**Tasks to perform:**
1 > Answer these questions using the passage on the DIET anomaly detection framework, one line each:
(a) Which three components make up DIET?
(b) What are the two common ways a knowledge graph can be represented?
(c) What problem can deep GCN networks with multiple layers lead to?
2 > Write the next part of the passage on the DIET anomaly detection framework, starting after its final sentence.

**Extracted text:**
+-------+
FIGURE 5. A UHV project knowledge graph knowledge extraction flowchart.

3 Anomaly detection based on DIET

In this section, the proposed anomaly detection framework DIET is elaborated on in detail. Its architecture is shown in Figure 6. As with conventional anomaly detection models, DIET is an unsupervised model based on GCN, which mainly consists of three components: (1) a representation layer, which leverages multiple GCN layers to embed the given attributed network based on a skip connection mechanism; (2) a decoder layer, which reconstructs structural information and attributes information from a unified representation generated from the representation layer; (3) an aggregator layer, which attempts to detect anomalous nodes by aggregating three components: restructure errors in the structure and attributes, and outlier characteristics within a specific node set. After multiple iterations, the nodes are ranked according to their anomaly scores. The larger the score is, the more likely the samples are to be anomalies.

FIGURE 6

FIGURE 6. The proposed deep skip-connection framework DIET for anomaly detection on attributed networks.

3.1 Problem analysis and definitions

As elaborated on in Section 2, a knowledge graph is a digital structure that represents knowledge as concepts and relationships between concepts. It can be represented in two common ways: attributed networks and RDF triples. Considering the flexibility of representation and rich algorithms, attributed networks are used to model knowledge graphs. The search for knowledge graph errors is transformed into anomaly detection on attributed networks. Unlike conventional anomaly detection problems, subgraphs constructed on domain data often have similar structures and attributes, but nodes of the same type have no connections with each other. For example, the number of transformers in a 1,000 kV substation construction project in Beijing is the same as that in Shanghai, while the two nodes are separated in different sub-graphs. Moreover, deep GCN networks with multiple layers can lead to an over-smoothing problem, while a single GCN layer can only aggregate information from neighboring nodes. Taking these two problems into consideration, a deep skip connection framework for multi-type anomaly detection on attributed networks is proposed, called DIET for attributed networks. In this section, the attributed networks and anomaly detection problem are defined.
+-------+
**Given information:**

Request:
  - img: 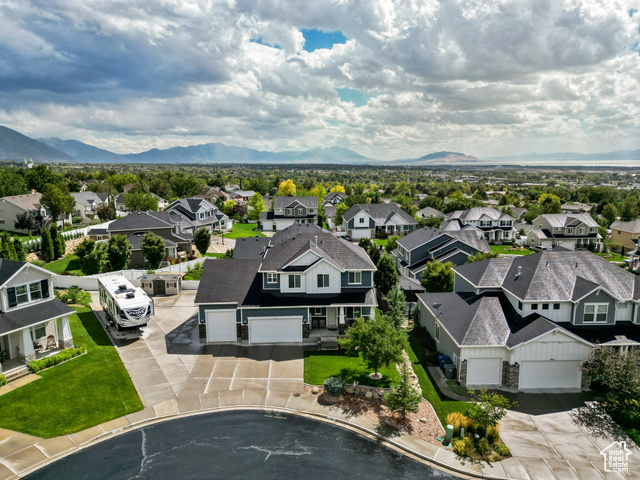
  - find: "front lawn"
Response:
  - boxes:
+-------+
**Task results:**
1 >
(a) A representation layer, a decoder layer and an aggregator layer.
(b) Attributed networks and RDF triples.
(c) An over-smoothing problem.

2 >
DEFINITION 1. (attributed network) An attributed graph G(V, E, X) consists of three components: (1) the set of nodes V = {v₁, v₂, v₃,…, v_n}∈ ⁿ; (2) the set of edges E, where |E| = m; and (3) the attribute matrix X, where the ith row denotes the feature vector of the attributes of node i. In addition, an adjacency matrix is defined as A of graph G, where a_ij = 0 if there is no edge between node v_i and v_j. Otherwise, a_ij = 1.

DEFINITION 2. (anomaly detection) Given an attributed graph G(V, E, X), the task is to detect nodes that differ from the majority of nodes in terms of structure and attributes. More formally, an order of nodes is generated as U = {u₁,u₂,…,u₃} from the anomaly scores using a score function, which is used to classify the sample v_i based on the threshold λ, as shown in Eq. 1:

y_{i} = \{\begin{array}{c} 1, i f i \leq λ \\ 0, i f i > λ \end{array}, (1)

where y_i is the label of sample v_i, 0 is the normal node, and 1 is the anomalous node.

3.2 Representation layer

GNN is a powerful deep-learning framework for solving image-related and graph-related problems. Each node in the graph sends its feature representation to nodes within its neighborhood, and after multiple iterations, a feature matrix is obtained for downstream tasks. One of the most eminent variants of GNN is the deep convolutional neural network known as GCN, the core idea of which is to update the feature vector of node v_i denoted by h_i via recursively aggregating information from its neighboring nodes v_j. The process can be represented in the following Eq. 2:

h_{i}^{l + 1} = σ (\sum_{v_{j} \in N (v_{i})} a_{i j} W^{l + 1} h_{j}^{l}), (2)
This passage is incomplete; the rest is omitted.